Point annotation dataset records
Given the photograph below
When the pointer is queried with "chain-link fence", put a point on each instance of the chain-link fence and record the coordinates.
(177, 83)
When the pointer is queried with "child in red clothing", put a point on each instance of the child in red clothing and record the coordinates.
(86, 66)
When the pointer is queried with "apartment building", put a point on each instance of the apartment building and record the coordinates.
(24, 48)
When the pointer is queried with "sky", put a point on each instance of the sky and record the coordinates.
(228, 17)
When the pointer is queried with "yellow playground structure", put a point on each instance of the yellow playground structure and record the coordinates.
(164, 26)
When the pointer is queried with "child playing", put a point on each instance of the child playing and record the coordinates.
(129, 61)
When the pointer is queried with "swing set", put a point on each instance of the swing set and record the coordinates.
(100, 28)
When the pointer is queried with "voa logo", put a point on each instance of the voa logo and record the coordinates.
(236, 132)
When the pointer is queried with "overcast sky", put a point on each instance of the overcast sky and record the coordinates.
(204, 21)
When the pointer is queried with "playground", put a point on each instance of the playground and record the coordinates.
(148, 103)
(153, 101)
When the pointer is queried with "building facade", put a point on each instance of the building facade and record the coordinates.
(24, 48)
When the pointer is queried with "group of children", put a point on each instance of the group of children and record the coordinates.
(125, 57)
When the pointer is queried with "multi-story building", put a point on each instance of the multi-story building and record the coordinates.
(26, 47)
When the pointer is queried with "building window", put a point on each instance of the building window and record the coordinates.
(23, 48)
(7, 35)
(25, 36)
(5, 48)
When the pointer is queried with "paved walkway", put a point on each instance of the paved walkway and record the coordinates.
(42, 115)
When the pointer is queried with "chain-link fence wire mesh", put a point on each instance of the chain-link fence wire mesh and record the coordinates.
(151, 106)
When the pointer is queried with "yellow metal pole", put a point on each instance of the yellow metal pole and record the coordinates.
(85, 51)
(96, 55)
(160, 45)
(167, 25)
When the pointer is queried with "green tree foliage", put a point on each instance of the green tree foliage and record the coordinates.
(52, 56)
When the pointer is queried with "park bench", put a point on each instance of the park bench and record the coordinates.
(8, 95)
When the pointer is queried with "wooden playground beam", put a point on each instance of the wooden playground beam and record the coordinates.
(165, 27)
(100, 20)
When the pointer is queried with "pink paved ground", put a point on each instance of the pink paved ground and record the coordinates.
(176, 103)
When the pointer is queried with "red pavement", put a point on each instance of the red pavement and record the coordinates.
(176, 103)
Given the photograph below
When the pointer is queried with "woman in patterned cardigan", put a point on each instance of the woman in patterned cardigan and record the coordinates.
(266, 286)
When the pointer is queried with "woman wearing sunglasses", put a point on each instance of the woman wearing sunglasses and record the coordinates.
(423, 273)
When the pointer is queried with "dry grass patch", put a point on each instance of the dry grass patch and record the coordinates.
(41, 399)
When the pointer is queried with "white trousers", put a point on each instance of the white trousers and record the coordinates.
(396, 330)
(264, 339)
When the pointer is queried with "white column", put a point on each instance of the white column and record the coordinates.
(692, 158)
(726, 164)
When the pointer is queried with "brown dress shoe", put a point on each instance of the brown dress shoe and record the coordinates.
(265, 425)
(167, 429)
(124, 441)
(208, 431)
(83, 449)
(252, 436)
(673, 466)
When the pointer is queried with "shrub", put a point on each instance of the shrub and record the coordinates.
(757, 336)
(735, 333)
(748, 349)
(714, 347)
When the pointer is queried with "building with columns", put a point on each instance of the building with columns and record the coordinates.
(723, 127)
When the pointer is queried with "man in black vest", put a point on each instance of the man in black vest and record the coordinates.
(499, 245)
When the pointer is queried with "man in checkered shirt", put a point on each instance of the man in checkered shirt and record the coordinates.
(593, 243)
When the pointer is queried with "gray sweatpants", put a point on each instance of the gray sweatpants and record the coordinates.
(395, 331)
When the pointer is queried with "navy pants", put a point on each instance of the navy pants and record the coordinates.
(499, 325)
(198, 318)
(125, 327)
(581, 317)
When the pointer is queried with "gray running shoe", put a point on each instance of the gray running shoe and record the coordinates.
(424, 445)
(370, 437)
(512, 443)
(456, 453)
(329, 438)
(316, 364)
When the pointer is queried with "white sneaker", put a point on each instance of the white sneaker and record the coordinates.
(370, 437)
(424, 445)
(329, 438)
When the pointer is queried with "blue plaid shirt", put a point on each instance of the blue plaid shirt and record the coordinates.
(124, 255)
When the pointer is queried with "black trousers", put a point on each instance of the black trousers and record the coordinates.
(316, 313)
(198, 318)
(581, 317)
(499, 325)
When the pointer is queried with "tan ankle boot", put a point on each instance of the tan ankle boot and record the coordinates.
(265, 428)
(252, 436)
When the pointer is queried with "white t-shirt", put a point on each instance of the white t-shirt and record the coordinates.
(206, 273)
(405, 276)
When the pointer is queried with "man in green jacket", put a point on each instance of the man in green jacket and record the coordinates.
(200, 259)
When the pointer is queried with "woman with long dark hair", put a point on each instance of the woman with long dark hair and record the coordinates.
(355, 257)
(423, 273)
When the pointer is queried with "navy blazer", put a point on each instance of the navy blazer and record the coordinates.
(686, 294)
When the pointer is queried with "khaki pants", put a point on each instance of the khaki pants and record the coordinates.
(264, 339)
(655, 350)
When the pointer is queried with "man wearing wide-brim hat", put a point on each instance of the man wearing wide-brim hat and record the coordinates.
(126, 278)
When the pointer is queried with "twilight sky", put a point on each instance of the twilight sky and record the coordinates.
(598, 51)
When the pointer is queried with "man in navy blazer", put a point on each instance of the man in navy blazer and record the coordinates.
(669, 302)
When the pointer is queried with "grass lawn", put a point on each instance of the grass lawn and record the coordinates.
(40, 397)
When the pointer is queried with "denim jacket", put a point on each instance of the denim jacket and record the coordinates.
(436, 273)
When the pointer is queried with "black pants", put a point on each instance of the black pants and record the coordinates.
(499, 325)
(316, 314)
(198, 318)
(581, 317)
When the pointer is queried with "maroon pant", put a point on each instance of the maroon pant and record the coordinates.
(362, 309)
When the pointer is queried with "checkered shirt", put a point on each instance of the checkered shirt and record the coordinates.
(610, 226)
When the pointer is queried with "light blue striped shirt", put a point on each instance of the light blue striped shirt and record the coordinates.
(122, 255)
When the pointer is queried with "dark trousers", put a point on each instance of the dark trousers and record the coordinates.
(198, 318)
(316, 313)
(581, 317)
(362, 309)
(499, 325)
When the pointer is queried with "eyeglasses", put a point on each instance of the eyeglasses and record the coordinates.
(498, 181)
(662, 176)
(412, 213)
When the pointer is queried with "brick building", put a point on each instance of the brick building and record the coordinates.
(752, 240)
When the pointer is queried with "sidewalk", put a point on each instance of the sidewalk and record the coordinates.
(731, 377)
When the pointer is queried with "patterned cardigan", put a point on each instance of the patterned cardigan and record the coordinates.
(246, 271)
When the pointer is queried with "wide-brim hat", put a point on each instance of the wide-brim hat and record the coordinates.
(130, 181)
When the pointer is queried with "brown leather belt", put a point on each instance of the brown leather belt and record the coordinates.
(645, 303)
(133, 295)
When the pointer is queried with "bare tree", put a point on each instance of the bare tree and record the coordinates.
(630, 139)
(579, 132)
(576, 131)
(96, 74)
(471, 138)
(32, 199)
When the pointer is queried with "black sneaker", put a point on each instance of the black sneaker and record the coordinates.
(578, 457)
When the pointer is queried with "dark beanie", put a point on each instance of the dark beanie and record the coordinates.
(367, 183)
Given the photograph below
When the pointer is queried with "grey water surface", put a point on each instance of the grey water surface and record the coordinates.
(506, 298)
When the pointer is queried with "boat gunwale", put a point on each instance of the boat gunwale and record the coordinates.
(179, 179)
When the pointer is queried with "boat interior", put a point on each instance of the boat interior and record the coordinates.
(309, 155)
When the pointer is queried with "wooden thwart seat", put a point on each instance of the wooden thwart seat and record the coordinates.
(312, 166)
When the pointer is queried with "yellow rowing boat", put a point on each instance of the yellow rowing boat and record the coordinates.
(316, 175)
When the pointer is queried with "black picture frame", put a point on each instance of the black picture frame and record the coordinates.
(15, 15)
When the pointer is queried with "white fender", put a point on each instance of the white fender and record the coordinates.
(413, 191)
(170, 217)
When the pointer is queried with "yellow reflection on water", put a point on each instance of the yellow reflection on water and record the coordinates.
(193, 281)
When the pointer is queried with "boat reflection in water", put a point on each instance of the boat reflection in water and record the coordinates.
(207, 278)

■ **Your goal**
Your task is to return, exactly and on their own, the lines from the one containing "seat and record the coordinates." through the last line of the listing.

■ **Result of the task**
When the pointer is queried with "wooden thwart seat", put a point on each instance of the wooden thwart seat and record the coordinates.
(312, 166)
When the pointer is queried with "yellow rowing boat", put a point on each instance of the yellow rowing boat and record the coordinates.
(316, 175)
When the pointer is queried with "black picture frame", put a point on each instance of the black picture frame and record the coordinates.
(15, 15)
When the pointer is queried with "white fender", put a point on each instance of the white fender and record the coordinates.
(413, 191)
(170, 217)
When the pointer is queried with "yellow reflection on water", put a point on each instance of the yellow reflection on water and record the coordinates.
(193, 281)
When the pointer is queried with "boat reflection in water", put a point on each instance of the boat reflection in water and record the coordinates.
(207, 278)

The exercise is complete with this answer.